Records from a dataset
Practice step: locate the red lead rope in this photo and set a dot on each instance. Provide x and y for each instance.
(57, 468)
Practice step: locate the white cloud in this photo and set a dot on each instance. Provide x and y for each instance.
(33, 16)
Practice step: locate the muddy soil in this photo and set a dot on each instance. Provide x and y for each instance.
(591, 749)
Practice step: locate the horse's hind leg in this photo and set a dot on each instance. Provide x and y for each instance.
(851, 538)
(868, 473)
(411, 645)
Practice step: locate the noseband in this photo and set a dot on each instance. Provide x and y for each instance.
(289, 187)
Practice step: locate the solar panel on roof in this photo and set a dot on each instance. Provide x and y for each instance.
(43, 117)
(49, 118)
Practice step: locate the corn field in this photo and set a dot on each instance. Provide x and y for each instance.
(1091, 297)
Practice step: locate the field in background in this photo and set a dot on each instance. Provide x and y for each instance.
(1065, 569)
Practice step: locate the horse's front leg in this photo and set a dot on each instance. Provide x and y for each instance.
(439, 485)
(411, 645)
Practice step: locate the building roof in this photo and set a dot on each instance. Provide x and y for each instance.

== To do ==
Edit the data above by replacing "set a dot" with "place a marker" everywhere it occurs, and leave everything else unchanged.

== Worked answer ==
Practice step: locate the red lead rope in this photo and place a marker on each instance. Provide x and y for each instance.
(57, 468)
Practice step: locate the white cloud in this photo and place a marker on each instance. Provide x and y for each instance.
(33, 16)
Practice step: locate the muddy soil in this photo and place a marker on each instance. Provide x and y for each instance.
(591, 749)
Practice step: locate the horse's hind leg in this photo and place a marker on each instance. Provide x and y for each instance.
(851, 538)
(868, 473)
(411, 645)
Practice step: locate the noseband in this photo and place a marker on each instance. Provide x and y for each instance.
(289, 187)
Practice step: locate the solar panel on roof in this photo and place a marker on each instance. Provide x and y for each instance.
(43, 117)
(49, 118)
Practice step: locate the corn field in this photo and place a marker on each instance. Provide x and y for each instance.
(1091, 297)
Practice step: locate the field in background in this photo and place a marker on each instance. Provide x and y for each instance.
(1065, 569)
Practice step: locate the horse's front leg in this photo and place a marker on each instance. Provide x and y for each instance.
(439, 485)
(411, 645)
Practice step: locate the building roof in this photo and place a marker on each instance. Provide x and y for each instance.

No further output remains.